*** Opening INPUT FOR THIS TASK ***

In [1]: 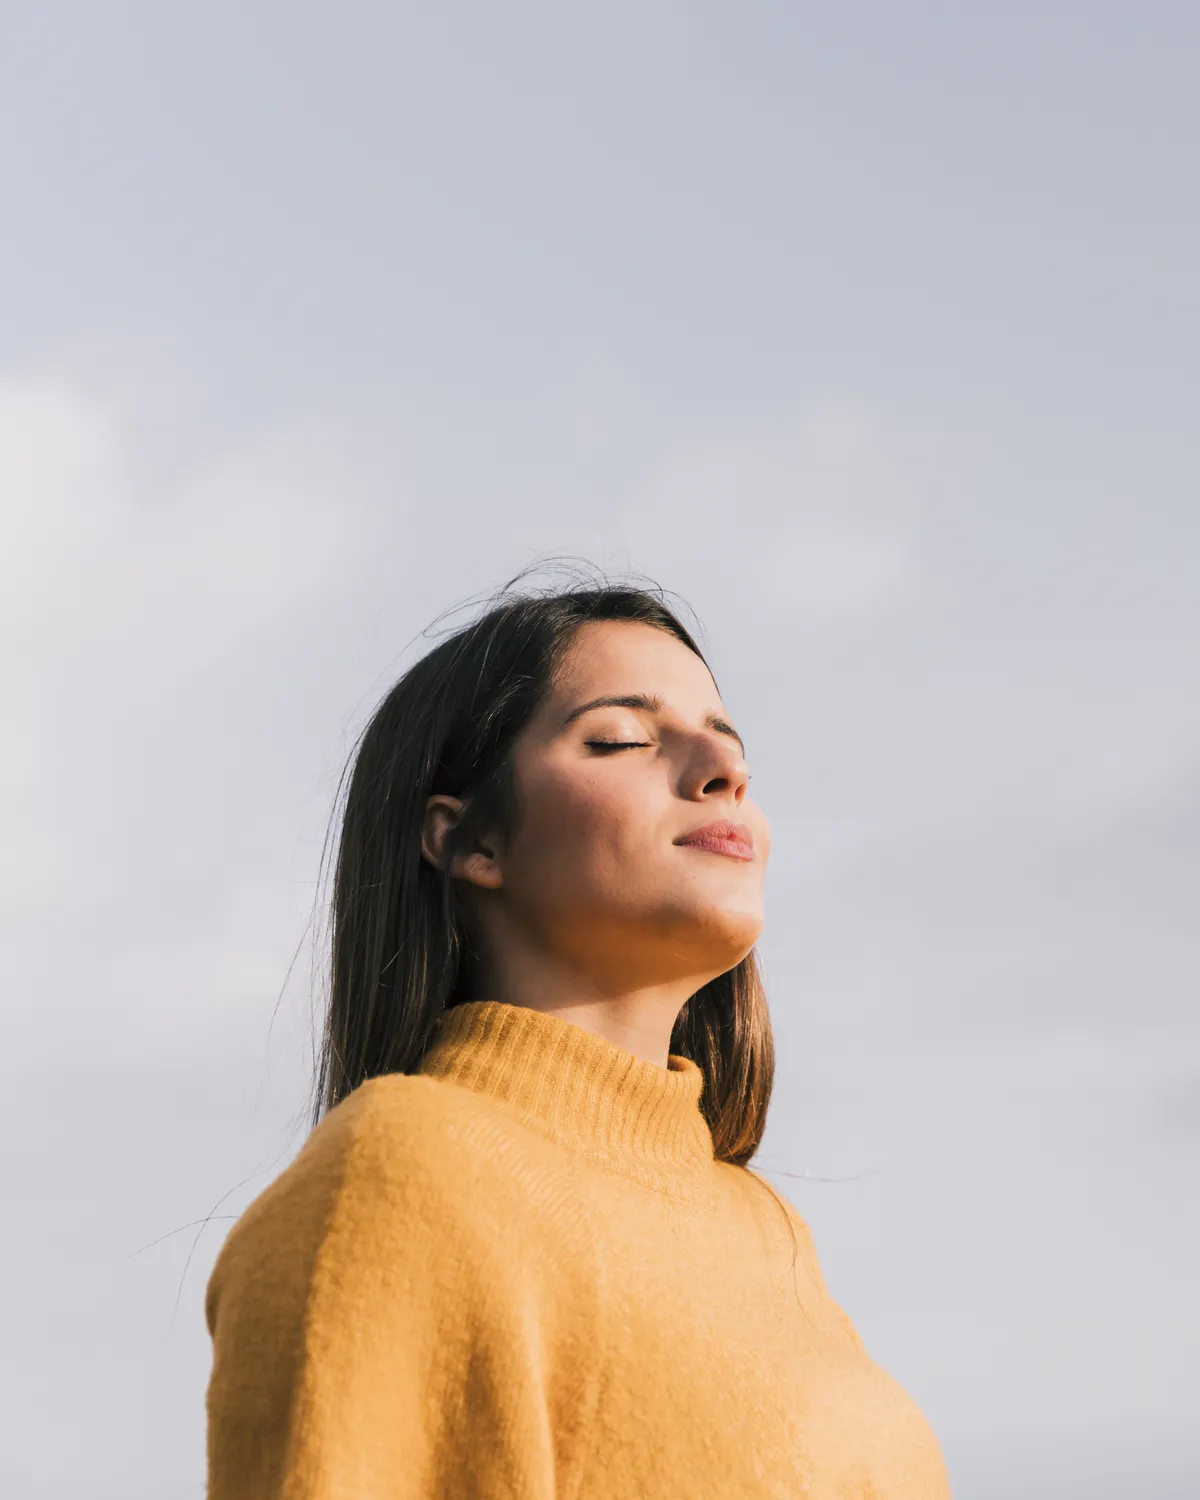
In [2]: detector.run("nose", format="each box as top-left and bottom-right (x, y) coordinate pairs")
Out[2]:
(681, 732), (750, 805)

*** Closing INPUT FOR THIS TASK ***
*** Opening INPUT FOR THIS TASK ***

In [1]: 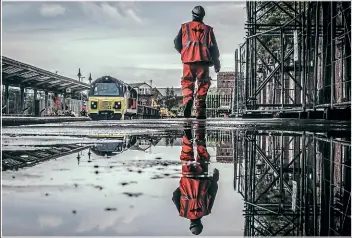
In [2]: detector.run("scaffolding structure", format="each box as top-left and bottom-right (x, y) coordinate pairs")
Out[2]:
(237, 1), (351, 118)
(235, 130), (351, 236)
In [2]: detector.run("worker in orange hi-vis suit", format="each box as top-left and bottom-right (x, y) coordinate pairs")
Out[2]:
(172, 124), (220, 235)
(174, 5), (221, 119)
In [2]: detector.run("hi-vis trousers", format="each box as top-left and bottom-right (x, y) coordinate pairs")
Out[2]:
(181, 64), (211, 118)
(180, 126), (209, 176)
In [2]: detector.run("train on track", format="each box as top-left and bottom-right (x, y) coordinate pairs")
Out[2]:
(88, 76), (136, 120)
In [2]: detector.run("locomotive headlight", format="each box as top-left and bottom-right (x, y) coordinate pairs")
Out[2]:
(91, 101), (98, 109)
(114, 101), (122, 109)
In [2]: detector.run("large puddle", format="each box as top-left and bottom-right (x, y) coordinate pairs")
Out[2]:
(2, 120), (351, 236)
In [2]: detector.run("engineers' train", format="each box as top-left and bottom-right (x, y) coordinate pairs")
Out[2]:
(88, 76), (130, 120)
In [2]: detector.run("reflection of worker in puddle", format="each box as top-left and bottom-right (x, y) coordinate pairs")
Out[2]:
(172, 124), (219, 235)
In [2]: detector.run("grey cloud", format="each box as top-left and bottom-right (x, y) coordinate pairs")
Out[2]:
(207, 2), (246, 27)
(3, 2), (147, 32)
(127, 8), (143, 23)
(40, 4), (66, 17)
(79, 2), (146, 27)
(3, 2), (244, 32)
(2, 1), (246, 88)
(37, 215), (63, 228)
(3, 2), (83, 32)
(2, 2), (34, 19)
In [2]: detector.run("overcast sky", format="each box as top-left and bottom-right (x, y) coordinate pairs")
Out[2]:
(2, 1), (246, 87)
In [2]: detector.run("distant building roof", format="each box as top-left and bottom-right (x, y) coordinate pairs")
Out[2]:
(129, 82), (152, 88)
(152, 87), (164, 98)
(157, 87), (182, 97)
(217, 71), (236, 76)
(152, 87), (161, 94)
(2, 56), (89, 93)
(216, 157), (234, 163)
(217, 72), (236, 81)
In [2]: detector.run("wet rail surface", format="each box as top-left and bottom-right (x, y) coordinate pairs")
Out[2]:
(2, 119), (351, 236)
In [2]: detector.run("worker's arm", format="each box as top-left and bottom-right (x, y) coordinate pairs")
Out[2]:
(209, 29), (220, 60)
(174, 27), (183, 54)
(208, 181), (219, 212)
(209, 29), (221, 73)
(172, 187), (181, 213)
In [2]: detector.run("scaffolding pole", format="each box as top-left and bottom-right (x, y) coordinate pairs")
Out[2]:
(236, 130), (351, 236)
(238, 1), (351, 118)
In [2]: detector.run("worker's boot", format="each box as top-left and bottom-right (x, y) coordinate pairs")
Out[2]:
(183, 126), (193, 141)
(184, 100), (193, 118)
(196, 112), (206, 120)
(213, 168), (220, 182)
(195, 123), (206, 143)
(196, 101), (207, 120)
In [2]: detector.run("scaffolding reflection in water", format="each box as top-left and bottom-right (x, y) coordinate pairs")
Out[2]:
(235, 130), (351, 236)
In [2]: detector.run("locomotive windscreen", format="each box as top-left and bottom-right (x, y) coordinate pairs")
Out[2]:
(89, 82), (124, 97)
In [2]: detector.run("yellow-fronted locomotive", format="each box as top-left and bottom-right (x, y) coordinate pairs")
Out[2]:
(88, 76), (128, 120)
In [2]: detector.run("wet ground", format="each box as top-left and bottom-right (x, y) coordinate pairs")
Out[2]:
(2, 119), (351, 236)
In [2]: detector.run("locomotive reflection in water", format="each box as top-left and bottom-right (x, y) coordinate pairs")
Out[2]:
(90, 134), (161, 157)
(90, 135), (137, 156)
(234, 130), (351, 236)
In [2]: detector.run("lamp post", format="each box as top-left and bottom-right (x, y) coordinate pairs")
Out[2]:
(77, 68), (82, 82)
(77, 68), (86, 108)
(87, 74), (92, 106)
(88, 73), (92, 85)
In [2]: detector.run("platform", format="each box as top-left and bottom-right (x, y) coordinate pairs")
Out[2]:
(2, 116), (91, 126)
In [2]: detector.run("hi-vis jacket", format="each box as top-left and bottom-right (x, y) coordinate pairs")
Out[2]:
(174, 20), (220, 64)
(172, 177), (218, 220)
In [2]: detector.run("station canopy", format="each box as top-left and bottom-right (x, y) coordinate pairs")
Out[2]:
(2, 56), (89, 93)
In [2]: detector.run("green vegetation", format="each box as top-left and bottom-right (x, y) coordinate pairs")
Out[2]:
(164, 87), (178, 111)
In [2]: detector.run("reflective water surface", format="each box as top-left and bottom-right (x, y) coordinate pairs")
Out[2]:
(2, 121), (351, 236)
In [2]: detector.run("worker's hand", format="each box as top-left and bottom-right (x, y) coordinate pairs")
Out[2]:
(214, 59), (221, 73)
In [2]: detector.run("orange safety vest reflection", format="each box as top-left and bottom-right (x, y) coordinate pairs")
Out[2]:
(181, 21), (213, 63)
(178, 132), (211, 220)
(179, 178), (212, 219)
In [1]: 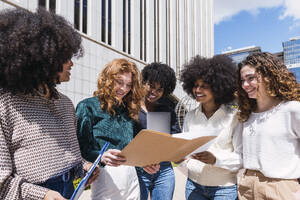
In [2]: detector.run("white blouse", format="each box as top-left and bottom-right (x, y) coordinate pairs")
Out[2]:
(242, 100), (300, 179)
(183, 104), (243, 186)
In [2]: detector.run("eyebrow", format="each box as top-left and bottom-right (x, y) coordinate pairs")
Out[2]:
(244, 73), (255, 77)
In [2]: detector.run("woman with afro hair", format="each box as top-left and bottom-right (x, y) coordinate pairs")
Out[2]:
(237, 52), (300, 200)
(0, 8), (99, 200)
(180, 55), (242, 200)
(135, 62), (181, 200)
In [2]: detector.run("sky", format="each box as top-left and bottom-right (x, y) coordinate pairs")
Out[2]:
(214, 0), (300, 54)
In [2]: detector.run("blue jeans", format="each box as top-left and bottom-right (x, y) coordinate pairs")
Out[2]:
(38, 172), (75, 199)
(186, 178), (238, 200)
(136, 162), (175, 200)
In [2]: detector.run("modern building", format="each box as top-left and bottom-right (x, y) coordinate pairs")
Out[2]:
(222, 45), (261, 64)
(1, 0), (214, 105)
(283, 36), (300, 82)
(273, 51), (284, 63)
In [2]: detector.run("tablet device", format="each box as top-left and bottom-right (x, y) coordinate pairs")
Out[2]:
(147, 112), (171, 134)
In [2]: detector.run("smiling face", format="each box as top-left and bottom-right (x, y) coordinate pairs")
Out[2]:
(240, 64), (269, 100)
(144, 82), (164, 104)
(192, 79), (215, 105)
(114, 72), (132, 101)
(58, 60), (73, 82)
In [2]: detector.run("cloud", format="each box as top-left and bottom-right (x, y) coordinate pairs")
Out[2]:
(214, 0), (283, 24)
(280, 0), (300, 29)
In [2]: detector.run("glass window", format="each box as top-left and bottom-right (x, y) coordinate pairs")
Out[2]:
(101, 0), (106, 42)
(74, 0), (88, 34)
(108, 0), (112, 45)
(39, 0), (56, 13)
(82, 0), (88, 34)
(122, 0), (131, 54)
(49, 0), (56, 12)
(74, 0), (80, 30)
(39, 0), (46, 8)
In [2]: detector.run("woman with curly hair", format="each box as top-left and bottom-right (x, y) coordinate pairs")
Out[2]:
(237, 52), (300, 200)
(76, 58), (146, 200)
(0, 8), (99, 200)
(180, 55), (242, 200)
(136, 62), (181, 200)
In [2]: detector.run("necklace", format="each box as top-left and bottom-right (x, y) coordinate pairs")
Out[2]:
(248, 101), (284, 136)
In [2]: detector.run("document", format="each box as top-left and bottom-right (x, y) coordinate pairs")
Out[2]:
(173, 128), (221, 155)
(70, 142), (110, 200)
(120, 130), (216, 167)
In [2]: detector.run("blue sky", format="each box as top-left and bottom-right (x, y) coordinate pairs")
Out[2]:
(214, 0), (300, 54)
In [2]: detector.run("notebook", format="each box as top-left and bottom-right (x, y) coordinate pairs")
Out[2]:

*** Closing INPUT FOR THIS TASK ***
*** Opening INPUT FOR THIS TASK ***

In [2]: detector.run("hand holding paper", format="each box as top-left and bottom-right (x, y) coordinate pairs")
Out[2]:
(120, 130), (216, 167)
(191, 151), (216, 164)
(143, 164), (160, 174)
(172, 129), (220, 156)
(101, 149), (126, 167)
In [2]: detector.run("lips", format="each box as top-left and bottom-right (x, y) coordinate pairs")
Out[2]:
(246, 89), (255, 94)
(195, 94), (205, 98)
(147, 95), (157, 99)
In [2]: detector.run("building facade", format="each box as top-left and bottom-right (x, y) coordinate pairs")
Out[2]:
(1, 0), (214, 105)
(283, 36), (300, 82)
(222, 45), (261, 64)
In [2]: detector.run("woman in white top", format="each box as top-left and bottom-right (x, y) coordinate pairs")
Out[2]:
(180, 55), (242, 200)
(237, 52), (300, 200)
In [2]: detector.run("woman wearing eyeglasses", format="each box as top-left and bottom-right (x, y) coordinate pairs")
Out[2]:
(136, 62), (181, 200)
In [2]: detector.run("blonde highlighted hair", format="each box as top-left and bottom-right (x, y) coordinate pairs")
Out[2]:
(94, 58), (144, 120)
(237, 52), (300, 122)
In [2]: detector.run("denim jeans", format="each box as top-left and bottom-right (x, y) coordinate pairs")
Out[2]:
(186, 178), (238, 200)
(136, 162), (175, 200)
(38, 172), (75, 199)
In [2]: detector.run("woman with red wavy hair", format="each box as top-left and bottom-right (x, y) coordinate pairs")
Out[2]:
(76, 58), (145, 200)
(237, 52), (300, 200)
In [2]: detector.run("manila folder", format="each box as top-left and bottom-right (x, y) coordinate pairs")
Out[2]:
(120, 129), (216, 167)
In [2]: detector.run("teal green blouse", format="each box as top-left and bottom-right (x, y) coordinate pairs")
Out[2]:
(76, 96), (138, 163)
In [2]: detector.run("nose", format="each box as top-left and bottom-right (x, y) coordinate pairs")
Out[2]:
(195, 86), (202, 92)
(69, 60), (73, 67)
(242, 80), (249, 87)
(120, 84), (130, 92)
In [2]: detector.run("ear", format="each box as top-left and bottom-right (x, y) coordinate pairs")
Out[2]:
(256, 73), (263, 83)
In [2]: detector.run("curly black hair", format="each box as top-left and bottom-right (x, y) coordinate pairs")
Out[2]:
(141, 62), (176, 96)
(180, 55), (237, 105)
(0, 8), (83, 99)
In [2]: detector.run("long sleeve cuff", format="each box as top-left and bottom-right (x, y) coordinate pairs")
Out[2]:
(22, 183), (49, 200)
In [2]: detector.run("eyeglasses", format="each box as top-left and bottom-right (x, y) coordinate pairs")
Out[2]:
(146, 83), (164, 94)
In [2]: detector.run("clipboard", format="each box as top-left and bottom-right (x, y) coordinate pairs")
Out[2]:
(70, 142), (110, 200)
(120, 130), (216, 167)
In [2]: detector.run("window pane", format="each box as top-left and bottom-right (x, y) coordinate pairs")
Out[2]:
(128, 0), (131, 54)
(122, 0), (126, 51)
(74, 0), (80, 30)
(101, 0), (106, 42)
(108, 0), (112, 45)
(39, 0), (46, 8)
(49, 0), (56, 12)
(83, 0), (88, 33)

*** Closing INPUT FOR THIS TASK ***

Check each line above for the string "building" and copy those that have it.

In [2]: detector.run("distant building roof", format="each box as top-left and bottom-right (x, y) coordinate pairs")
In [2]: detector.run("modern building", format="each box as top-left and bottom-right (x, y) coordinate pairs")
In [2]: detector.run("building facade", format="each box as top-left and bottom-right (x, y) coordinate pairs")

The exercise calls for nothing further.